# ACTIVITY
Return the lines of the data below, from the one containing "Style guide, pointing" through the very last, exactly and with both ends included; no pictures.

# DATA FOR PROCESSING
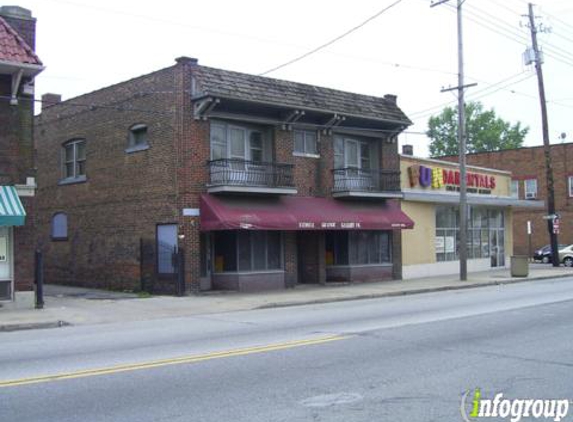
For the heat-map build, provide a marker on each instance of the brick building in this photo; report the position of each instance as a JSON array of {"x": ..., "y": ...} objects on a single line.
[
  {"x": 18, "y": 67},
  {"x": 263, "y": 183},
  {"x": 529, "y": 181}
]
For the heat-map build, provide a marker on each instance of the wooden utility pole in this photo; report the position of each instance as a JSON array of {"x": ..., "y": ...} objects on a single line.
[
  {"x": 463, "y": 243},
  {"x": 546, "y": 147}
]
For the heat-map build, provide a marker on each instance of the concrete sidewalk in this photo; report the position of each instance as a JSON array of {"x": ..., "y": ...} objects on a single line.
[{"x": 79, "y": 306}]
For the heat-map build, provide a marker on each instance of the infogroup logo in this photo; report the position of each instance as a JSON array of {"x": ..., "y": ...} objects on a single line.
[{"x": 477, "y": 408}]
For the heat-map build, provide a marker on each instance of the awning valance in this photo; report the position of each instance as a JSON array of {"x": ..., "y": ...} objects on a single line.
[
  {"x": 299, "y": 213},
  {"x": 11, "y": 210}
]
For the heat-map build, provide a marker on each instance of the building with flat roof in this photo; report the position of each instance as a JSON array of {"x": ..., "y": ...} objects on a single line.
[
  {"x": 529, "y": 182},
  {"x": 19, "y": 65}
]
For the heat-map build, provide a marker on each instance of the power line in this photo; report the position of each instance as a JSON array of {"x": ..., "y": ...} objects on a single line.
[
  {"x": 550, "y": 50},
  {"x": 430, "y": 110},
  {"x": 338, "y": 38}
]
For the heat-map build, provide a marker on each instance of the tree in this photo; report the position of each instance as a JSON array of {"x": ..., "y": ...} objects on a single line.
[{"x": 485, "y": 131}]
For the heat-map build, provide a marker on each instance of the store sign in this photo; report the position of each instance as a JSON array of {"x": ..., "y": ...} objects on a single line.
[
  {"x": 438, "y": 178},
  {"x": 329, "y": 225},
  {"x": 3, "y": 249}
]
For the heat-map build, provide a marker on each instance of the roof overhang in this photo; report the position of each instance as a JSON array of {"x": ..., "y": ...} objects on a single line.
[
  {"x": 17, "y": 72},
  {"x": 28, "y": 70},
  {"x": 331, "y": 118}
]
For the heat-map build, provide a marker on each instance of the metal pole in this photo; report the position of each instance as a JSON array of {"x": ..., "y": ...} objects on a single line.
[
  {"x": 39, "y": 280},
  {"x": 463, "y": 246},
  {"x": 546, "y": 146},
  {"x": 180, "y": 259}
]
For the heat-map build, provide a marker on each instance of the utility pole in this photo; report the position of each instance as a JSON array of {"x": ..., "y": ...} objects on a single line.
[
  {"x": 546, "y": 147},
  {"x": 463, "y": 244}
]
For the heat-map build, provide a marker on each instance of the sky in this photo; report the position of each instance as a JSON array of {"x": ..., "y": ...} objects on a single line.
[{"x": 410, "y": 50}]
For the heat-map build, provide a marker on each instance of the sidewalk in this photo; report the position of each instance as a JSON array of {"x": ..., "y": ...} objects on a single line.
[{"x": 79, "y": 306}]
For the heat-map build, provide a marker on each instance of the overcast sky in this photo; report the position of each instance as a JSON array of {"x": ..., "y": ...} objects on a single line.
[{"x": 409, "y": 51}]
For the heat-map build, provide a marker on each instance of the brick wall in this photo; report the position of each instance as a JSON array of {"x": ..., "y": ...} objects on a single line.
[
  {"x": 125, "y": 195},
  {"x": 530, "y": 163},
  {"x": 16, "y": 164}
]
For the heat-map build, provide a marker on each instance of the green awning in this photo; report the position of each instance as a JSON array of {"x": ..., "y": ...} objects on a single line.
[{"x": 11, "y": 210}]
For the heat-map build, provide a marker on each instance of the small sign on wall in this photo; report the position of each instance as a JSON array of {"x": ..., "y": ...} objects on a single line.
[{"x": 3, "y": 248}]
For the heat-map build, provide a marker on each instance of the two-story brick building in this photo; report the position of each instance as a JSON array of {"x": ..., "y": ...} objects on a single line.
[
  {"x": 18, "y": 67},
  {"x": 264, "y": 183},
  {"x": 529, "y": 181}
]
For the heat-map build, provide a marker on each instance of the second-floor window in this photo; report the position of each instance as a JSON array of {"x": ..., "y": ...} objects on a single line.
[
  {"x": 352, "y": 153},
  {"x": 59, "y": 229},
  {"x": 514, "y": 189},
  {"x": 237, "y": 142},
  {"x": 305, "y": 142},
  {"x": 74, "y": 159},
  {"x": 530, "y": 186},
  {"x": 137, "y": 139}
]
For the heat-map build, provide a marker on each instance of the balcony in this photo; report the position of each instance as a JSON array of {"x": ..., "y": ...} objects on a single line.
[
  {"x": 234, "y": 175},
  {"x": 360, "y": 183}
]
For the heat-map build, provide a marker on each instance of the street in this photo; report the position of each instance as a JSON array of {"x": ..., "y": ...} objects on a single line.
[{"x": 408, "y": 358}]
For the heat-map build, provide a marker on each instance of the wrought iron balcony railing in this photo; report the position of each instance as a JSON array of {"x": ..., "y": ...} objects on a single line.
[
  {"x": 238, "y": 172},
  {"x": 359, "y": 180}
]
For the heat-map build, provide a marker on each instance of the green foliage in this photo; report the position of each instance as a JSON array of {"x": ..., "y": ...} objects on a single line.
[{"x": 485, "y": 131}]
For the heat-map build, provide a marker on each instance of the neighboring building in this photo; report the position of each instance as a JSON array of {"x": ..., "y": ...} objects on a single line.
[
  {"x": 529, "y": 181},
  {"x": 18, "y": 67},
  {"x": 264, "y": 183},
  {"x": 431, "y": 199}
]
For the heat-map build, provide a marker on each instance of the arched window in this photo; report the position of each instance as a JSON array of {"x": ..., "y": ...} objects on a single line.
[{"x": 60, "y": 226}]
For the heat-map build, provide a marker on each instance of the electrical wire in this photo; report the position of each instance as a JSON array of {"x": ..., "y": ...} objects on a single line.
[{"x": 332, "y": 41}]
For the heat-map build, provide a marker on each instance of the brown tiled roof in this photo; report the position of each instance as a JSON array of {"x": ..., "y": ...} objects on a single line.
[
  {"x": 13, "y": 48},
  {"x": 241, "y": 86}
]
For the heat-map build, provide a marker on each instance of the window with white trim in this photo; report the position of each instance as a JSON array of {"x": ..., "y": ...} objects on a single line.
[
  {"x": 238, "y": 142},
  {"x": 530, "y": 187},
  {"x": 74, "y": 160},
  {"x": 59, "y": 229},
  {"x": 514, "y": 189},
  {"x": 305, "y": 142}
]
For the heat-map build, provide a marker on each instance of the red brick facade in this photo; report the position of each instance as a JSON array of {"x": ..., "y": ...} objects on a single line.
[
  {"x": 16, "y": 140},
  {"x": 529, "y": 163},
  {"x": 125, "y": 195}
]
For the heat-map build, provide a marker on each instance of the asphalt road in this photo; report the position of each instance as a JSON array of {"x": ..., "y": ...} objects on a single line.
[{"x": 406, "y": 358}]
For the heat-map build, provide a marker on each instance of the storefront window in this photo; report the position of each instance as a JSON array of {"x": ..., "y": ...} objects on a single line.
[
  {"x": 485, "y": 233},
  {"x": 358, "y": 248},
  {"x": 247, "y": 251},
  {"x": 225, "y": 251}
]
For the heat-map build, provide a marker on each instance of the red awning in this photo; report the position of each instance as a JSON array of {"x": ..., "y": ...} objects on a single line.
[{"x": 299, "y": 213}]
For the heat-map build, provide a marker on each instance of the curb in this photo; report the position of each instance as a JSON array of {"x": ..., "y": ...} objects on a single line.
[
  {"x": 33, "y": 326},
  {"x": 409, "y": 292}
]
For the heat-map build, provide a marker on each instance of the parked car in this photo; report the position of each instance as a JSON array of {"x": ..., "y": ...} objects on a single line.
[
  {"x": 566, "y": 256},
  {"x": 544, "y": 254}
]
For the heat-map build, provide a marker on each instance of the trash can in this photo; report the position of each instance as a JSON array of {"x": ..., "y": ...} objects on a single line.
[{"x": 519, "y": 266}]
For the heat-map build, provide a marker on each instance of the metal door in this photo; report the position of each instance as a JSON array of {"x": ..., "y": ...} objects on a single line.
[{"x": 6, "y": 264}]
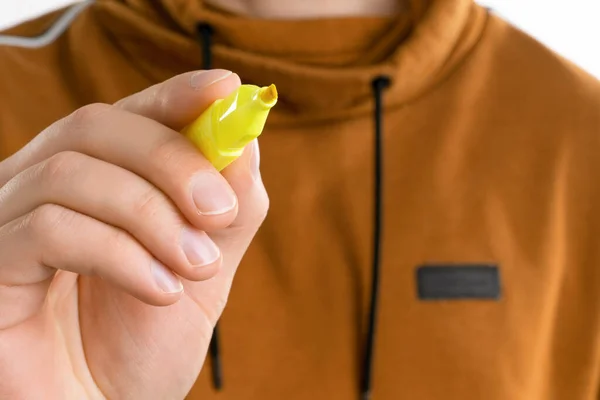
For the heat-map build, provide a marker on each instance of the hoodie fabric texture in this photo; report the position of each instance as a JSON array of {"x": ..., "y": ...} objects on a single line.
[{"x": 490, "y": 255}]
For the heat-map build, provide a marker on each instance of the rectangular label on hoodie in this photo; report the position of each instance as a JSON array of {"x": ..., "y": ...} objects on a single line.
[{"x": 458, "y": 281}]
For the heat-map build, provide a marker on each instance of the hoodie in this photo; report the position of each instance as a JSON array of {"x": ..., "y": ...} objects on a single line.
[{"x": 435, "y": 205}]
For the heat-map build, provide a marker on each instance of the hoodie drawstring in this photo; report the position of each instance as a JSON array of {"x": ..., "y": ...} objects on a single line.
[
  {"x": 379, "y": 84},
  {"x": 205, "y": 32}
]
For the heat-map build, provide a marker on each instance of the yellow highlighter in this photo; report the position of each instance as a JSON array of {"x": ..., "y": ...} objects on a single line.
[{"x": 228, "y": 125}]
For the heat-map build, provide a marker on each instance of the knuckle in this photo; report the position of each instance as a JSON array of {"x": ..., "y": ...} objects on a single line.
[
  {"x": 45, "y": 220},
  {"x": 121, "y": 243},
  {"x": 168, "y": 151},
  {"x": 60, "y": 167},
  {"x": 262, "y": 209},
  {"x": 87, "y": 114},
  {"x": 149, "y": 204}
]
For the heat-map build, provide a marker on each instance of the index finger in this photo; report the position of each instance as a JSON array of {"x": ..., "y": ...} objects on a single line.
[{"x": 179, "y": 100}]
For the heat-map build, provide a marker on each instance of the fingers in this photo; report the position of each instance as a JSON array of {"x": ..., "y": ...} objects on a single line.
[
  {"x": 178, "y": 101},
  {"x": 150, "y": 150},
  {"x": 119, "y": 198},
  {"x": 244, "y": 177},
  {"x": 51, "y": 237},
  {"x": 146, "y": 147}
]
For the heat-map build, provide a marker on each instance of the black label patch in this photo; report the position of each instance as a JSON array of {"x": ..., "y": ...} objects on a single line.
[{"x": 455, "y": 282}]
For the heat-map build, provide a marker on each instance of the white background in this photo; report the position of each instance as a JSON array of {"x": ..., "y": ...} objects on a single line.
[{"x": 570, "y": 27}]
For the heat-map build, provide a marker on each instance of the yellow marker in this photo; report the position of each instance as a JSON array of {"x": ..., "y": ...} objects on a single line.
[{"x": 228, "y": 125}]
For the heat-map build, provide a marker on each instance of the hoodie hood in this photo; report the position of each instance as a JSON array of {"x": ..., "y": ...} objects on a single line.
[{"x": 323, "y": 68}]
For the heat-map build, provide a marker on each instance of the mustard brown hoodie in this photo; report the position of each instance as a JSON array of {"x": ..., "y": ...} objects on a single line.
[{"x": 442, "y": 154}]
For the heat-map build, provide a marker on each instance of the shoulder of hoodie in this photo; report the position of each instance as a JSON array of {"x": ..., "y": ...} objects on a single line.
[
  {"x": 539, "y": 78},
  {"x": 46, "y": 69},
  {"x": 510, "y": 76}
]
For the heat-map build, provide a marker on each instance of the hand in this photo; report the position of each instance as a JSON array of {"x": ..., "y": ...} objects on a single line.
[{"x": 106, "y": 216}]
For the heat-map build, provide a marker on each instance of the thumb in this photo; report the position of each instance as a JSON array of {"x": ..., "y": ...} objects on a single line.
[{"x": 181, "y": 99}]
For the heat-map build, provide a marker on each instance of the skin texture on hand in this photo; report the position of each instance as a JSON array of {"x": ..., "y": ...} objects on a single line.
[{"x": 118, "y": 246}]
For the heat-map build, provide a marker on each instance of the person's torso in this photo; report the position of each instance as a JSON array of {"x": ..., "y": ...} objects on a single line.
[{"x": 476, "y": 172}]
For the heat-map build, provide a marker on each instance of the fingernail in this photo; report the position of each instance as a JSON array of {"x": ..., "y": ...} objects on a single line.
[
  {"x": 199, "y": 249},
  {"x": 165, "y": 279},
  {"x": 212, "y": 195},
  {"x": 202, "y": 79},
  {"x": 255, "y": 160}
]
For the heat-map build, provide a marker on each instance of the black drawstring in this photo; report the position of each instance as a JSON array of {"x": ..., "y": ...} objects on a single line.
[
  {"x": 205, "y": 32},
  {"x": 379, "y": 84}
]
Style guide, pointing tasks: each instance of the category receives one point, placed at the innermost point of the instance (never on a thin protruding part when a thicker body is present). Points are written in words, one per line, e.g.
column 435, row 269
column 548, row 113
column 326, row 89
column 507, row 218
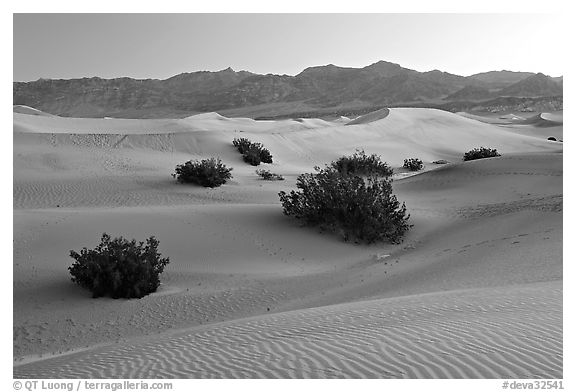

# ANSWER SPACE
Style guide, pointing tasks: each instance of the category receives one point, placed at the innermost point of the instance (never on a thin protruding part when a thicker body is present). Points are written in words, one per line, e.g.
column 435, row 269
column 548, row 113
column 326, row 89
column 507, row 218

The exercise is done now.